* [Action item]:
Pull out each line of the listing below that contains the string "positive", and copy those lines verbatim.

[Opening Data excerpts section]

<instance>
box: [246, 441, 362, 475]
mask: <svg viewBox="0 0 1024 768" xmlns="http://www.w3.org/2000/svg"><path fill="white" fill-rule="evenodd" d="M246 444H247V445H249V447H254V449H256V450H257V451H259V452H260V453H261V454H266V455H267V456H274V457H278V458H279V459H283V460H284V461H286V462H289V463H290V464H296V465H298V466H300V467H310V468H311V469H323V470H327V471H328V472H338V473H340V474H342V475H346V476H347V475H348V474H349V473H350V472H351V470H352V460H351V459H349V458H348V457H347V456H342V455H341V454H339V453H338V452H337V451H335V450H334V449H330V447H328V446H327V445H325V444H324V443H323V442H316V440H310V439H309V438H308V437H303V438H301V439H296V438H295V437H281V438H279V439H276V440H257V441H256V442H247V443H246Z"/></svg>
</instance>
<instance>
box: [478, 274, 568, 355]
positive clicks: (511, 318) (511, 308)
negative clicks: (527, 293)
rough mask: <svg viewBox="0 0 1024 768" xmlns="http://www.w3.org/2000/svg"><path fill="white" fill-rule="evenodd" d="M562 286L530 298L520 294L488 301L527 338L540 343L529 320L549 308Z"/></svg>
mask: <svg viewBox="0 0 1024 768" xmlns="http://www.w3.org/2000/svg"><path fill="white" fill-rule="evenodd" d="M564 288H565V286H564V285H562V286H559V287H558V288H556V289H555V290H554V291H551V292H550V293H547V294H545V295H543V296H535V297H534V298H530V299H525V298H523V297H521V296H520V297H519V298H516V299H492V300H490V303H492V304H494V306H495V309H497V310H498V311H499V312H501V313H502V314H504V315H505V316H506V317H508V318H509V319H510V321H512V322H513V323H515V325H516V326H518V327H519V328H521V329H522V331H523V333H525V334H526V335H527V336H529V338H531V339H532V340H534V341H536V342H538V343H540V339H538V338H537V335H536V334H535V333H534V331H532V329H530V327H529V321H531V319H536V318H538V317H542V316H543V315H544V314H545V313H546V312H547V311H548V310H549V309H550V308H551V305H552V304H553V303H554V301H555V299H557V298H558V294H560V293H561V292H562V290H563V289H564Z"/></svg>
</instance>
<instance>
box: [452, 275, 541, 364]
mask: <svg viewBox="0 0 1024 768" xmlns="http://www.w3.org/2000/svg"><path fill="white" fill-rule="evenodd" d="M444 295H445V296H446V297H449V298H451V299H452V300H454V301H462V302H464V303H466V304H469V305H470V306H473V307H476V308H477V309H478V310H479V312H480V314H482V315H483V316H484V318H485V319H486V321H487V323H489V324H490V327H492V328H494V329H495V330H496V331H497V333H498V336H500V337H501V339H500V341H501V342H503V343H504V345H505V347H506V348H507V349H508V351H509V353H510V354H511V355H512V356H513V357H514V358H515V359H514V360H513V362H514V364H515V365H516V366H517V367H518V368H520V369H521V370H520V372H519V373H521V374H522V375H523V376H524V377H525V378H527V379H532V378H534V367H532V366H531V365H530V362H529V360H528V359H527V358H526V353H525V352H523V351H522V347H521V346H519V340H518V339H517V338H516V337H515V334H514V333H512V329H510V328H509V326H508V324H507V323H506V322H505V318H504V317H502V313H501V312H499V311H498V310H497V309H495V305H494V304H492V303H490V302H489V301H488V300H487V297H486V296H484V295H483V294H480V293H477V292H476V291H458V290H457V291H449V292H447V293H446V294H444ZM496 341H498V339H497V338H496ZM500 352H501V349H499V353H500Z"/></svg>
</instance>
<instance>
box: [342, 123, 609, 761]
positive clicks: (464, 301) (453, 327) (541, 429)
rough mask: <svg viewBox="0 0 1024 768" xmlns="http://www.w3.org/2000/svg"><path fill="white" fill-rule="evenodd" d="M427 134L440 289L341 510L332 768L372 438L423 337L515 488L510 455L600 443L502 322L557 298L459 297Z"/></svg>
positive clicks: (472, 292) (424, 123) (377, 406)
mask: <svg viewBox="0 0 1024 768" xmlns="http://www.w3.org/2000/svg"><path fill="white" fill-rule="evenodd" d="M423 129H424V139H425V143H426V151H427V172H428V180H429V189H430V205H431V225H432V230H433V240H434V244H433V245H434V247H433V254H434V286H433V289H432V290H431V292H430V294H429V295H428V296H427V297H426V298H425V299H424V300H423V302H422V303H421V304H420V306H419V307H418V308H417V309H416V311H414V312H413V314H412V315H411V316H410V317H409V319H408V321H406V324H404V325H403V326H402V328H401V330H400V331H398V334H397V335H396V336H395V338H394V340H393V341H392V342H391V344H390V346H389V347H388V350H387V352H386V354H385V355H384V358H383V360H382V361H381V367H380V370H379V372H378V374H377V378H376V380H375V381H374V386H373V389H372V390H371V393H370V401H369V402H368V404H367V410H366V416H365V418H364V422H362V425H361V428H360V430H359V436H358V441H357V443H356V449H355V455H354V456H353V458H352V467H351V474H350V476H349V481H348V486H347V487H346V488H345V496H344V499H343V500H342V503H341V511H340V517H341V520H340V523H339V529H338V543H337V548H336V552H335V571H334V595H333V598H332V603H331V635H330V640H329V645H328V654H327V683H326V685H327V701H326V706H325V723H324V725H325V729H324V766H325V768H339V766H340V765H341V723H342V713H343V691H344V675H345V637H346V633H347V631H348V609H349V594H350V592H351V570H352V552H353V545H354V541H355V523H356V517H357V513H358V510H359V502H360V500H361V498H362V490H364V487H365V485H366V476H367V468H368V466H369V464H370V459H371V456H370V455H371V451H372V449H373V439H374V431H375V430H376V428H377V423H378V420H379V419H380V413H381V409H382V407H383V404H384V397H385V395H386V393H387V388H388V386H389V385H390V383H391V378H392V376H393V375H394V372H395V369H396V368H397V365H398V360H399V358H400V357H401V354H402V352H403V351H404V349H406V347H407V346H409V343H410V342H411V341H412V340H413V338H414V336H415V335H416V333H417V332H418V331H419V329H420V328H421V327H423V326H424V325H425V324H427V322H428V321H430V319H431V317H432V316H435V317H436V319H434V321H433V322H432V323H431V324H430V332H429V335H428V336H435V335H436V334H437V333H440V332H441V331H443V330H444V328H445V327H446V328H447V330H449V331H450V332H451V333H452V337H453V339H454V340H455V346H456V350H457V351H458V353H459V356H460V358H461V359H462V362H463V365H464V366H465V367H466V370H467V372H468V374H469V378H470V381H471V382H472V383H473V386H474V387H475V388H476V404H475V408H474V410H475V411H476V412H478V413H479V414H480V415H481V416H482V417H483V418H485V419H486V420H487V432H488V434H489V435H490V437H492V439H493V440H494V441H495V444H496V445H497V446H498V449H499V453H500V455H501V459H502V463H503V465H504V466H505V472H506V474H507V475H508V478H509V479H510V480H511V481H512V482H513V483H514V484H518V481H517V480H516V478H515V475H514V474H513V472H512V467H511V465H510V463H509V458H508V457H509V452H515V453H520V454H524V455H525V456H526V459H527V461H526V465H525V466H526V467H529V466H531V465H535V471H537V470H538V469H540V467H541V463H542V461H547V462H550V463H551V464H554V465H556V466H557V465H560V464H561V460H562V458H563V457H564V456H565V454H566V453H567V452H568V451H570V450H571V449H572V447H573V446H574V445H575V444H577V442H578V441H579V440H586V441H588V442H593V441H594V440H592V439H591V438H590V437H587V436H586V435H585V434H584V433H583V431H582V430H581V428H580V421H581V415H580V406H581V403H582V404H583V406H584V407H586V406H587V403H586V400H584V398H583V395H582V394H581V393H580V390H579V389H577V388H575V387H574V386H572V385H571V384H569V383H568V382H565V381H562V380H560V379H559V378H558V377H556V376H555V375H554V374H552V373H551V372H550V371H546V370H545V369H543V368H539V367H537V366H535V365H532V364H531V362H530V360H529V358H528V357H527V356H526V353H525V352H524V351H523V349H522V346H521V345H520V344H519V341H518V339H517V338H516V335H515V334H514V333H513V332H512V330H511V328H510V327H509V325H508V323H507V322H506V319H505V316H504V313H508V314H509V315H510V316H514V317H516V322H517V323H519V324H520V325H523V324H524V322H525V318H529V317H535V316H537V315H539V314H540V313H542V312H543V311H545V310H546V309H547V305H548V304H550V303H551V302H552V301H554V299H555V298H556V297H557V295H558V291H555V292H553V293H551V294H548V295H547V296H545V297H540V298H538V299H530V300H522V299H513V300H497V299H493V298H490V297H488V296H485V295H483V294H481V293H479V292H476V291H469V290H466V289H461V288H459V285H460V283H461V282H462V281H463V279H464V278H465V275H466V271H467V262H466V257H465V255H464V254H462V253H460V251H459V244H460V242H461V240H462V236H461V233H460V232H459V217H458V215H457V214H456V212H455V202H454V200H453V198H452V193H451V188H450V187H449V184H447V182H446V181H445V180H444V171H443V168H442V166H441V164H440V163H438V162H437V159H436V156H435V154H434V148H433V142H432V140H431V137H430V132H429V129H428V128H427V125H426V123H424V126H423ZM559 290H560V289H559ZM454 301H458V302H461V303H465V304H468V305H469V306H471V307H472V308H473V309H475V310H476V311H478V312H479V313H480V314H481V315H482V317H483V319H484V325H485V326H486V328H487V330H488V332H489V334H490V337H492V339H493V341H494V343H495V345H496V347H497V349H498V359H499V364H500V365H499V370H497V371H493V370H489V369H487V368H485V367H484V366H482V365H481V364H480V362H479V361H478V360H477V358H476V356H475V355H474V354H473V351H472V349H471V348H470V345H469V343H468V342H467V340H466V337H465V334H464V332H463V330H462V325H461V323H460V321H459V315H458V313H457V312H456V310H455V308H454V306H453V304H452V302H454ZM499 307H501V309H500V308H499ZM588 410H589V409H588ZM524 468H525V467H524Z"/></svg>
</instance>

[Closing Data excerpts section]

* [Expected answer]:
positive clicks: (511, 318) (511, 308)
positive clicks: (464, 301) (453, 327) (541, 429)
positive clicks: (472, 292) (424, 123) (377, 406)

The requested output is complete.